# Tareas solicitadas
1) Transcriba sin cambios el pasaje del texto sobre la desregulación provincial que se abre con las palabras que contienen "Lo grave es" y se cierra con "impeditivas del crecimiento.".
2) Extraiga de los registros cada línea en la que figure la palabra "person".

# Texto de lectura

¿Desregulación provincial?

Lo grave es la indiferencia provincial de todo el país para desregular. Se nos pasará nuevamente el tren, si no aprovechamos la peripecia rara (primera vez en cincuenta años) de aprobación de la gente, para quitarnos tanto impedimento y apostar a la libertad. La regulación impeditiva de creación de riqueza, matando la formación de capital, anula el ahorro. Eso desestimula la demanda de trabajo. No habrá crecimiento con tanto impedimento.

¿Desregulación provincial?
Paseo por el piedemonte mendocino. Vista desde el cerro Bayo | Foto: Nicolás García.

La batalla cultural proclamada nacionalmente contra la exacerbación del estatismo, también debe darse en las provincias. Aunque adhieran a la propuesta nacional, no tienen un ministerio de la “hojarasca”, para esterilizar las abundantes normativas provinciales y municipales, impeditivas del crecimiento.

El ejemplo por antonomasia de la regulación de alta densidad -abarcativo de 200.000 Hectáreas del piedemonte- es Mendoza. Leyes y ordenanzas sofocan la sostenibilidad ambiental, frenando emprendimientos, arguyendo proteger el ambiente y calidad de vida, prohibiendo y restringiendo.

La maraña inhibitoria de textos canónicos contra la acción humana en el secano, interpone habilitaciones y salvoconductos ante organismos supernumerarios, empantanando hasta las iniciativas sanas. Los emprendimientos, en lugar de nacer de los emprendedores, prosperan desde el amparo del habilitante a empresarios aliados.

Estas normativas aplican la ley de loteos a los fraccionamientos, consolidando un “status quo” más propio de la ciudad que del campo; inadecuada aplicación al área del “secano”, territorio de identidad distinta y hasta contraria.

Las redacciones de las aludidas legislaciones instituyen textos barrocos, usando terminología ambivalente indistintamente (por ejemplo, entreverar “sustentabilidad” con “sostenibilidad”), favoreciendo la aplicación predominante de lo sustentable por sobre lo sostenible. Cuando debería preferirse la última, no simplemente la cautelosa sustentabilidad.

Plantar vegetales compatibles con lo nativo (vid, por ejemplo), mientras no sean hegemónicos por invasivos, promueve la abundancia vegetal. Exuberancias que respaldan un ambiente ecológico, emulando el ciclo natural de evaporación y lluvia, lo que expulsa la desertificación.

También admitiendo la libertad de construir bodegas e infraestructura complementaria. Consagrar intangible el 80 por ciento de la flora nativa es indiferente al progreso humano; comodón, mezquino y empobrecedor.

Y aquí llegamos a la distinción necesaria, para saber cuál es el límite que separa la regulación genuina de la empobrecedora.

# Extractos de registros
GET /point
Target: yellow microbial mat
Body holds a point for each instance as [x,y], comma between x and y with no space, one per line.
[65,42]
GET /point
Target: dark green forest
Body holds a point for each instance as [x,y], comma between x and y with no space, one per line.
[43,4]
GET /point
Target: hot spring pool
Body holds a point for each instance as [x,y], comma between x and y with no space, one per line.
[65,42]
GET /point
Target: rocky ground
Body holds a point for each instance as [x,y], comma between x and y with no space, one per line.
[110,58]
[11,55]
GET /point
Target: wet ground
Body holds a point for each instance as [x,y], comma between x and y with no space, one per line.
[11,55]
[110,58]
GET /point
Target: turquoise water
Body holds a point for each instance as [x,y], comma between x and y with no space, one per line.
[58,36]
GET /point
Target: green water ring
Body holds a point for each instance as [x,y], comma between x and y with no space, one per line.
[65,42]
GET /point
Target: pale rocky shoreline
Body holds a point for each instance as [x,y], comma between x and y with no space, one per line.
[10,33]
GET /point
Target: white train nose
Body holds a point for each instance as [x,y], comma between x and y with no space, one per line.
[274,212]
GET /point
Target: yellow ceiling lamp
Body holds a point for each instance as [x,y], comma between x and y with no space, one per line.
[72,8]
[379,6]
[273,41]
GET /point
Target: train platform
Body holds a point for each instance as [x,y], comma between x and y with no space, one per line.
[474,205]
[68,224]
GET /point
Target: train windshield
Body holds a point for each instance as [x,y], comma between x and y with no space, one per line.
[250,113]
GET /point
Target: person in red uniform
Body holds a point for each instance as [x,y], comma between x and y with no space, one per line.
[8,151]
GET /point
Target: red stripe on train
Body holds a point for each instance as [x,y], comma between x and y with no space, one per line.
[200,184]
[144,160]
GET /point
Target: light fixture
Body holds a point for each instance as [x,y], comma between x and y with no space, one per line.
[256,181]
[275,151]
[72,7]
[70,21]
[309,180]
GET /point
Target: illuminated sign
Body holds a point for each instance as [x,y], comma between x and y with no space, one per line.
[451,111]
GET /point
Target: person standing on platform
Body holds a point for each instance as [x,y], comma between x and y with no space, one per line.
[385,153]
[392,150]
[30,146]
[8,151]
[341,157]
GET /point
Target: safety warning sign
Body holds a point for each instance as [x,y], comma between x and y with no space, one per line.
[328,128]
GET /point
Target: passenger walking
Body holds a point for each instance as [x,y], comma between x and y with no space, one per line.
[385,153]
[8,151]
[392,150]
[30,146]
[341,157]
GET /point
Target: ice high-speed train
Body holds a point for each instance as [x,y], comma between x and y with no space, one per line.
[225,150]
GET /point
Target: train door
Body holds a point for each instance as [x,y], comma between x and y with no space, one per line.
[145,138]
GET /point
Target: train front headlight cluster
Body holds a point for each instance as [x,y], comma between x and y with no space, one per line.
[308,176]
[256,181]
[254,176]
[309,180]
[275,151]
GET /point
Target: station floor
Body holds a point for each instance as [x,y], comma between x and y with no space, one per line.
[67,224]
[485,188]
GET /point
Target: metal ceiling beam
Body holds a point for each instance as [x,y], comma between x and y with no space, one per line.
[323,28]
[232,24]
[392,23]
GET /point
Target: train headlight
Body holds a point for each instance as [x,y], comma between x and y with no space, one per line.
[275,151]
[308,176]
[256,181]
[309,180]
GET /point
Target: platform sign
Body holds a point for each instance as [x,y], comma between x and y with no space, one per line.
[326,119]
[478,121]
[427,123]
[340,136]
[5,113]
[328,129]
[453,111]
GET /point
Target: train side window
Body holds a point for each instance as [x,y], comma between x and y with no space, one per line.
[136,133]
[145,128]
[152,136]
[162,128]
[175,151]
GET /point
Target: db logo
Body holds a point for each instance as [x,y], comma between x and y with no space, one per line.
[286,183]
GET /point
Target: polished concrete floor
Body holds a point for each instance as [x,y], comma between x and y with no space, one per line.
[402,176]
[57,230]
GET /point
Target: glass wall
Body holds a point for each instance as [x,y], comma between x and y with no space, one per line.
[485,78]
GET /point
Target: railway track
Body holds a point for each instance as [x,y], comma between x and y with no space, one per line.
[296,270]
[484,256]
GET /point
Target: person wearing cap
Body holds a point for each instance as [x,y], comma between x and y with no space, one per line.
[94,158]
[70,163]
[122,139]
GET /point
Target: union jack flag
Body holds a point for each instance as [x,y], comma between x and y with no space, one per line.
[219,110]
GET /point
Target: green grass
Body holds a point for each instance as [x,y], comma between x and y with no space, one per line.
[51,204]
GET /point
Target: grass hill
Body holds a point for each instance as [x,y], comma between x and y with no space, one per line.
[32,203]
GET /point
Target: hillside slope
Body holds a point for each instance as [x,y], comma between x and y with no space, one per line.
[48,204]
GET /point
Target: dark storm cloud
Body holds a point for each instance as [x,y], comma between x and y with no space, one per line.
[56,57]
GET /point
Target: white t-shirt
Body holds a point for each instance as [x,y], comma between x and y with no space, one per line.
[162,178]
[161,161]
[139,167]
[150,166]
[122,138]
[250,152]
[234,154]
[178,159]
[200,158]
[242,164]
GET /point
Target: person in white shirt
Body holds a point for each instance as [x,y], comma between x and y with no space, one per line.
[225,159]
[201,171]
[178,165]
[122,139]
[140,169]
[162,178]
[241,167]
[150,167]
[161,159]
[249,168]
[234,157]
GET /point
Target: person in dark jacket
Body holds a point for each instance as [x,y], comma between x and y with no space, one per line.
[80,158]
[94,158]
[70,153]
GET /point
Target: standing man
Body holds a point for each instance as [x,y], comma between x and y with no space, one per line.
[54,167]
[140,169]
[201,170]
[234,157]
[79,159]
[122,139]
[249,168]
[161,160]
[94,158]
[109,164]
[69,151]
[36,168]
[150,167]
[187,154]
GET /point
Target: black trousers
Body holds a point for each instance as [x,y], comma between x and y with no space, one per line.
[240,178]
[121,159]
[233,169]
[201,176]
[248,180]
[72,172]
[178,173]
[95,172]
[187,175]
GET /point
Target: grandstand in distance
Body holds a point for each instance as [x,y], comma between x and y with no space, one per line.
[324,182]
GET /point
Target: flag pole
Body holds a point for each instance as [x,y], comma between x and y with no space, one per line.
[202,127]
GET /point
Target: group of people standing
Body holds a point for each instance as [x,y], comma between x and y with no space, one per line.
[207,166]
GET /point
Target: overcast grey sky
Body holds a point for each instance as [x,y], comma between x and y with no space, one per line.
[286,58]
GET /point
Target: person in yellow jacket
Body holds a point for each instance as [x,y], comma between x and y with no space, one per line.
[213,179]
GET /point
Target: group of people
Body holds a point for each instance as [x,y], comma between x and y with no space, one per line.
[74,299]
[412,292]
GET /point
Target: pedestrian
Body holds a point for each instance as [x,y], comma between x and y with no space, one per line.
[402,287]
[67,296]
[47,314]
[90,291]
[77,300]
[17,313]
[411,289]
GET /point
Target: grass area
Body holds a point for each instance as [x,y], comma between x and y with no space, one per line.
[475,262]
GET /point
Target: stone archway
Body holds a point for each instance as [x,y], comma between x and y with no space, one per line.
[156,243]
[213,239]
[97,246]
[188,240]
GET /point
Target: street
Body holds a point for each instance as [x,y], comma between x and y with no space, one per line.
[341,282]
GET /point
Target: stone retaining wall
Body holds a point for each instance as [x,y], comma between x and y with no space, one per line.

# Respuestas esperadas
1)
Lo grave es la indiferencia provincial de todo el país para desregular. Se nos pasará nuevamente el tren, si no aprovechamos la peripecia rara (primera vez en cincuenta años) de aprobación de la gente, para quitarnos tanto impedimento y apostar a la libertad. La regulación impeditiva de creación de riqueza, matando la formación de capital, anula el ahorro. Eso desestimula la demanda de trabajo. No habrá crecimiento con tanto impedimento.

¿Desregulación provincial?
Paseo por el piedemonte mendocino. Vista desde el cerro Bayo | Foto: Nicolás García.

La batalla cultural proclamada nacionalmente contra la exacerbación del estatismo, también debe darse en las provincias. Aunque adhieran a la propuesta nacional, no tienen un ministerio de la “hojarasca”, para esterilizar las abundantes normativas provinciales y municipales, impeditivas del crecimiento.

2)
Target: person in red uniform
Target: person standing on platform
Target: person wearing cap
Target: person in white shirt
Target: person in dark jacket
Target: person in yellow jacket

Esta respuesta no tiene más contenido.